Records:
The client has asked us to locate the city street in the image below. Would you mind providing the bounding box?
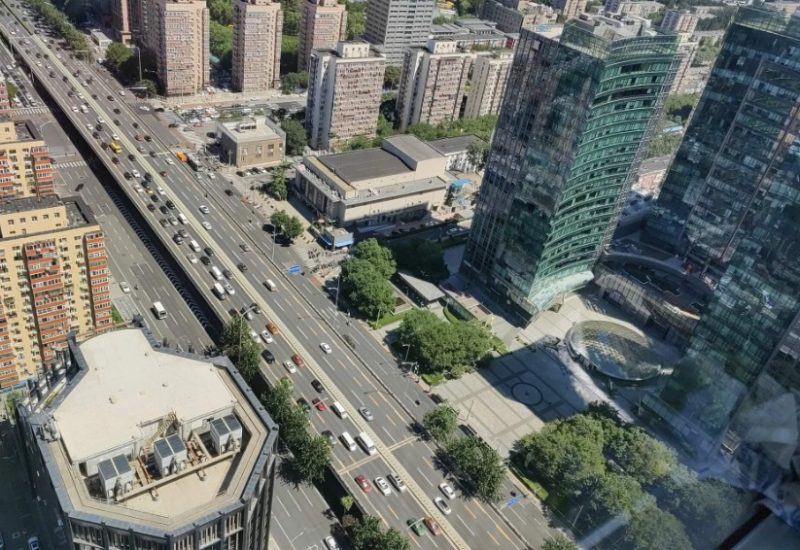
[2,3,564,548]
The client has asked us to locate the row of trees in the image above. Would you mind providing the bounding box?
[28,0,92,60]
[511,412,745,549]
[422,403,505,502]
[398,309,493,378]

Task requirements:
Could you give all the items again with "bounding box" switched to "box coordinates" and everything else unchanged, leaving out the pictures?

Solved exercise:
The client has asked us to locate the city street in the image below. Would you mind providing the box coordinates?
[2,3,564,548]
The client has asked us to locate the row of trees in the image above. Would you mind providing the box coordinates?
[28,0,92,60]
[511,412,745,549]
[422,403,505,502]
[398,309,493,378]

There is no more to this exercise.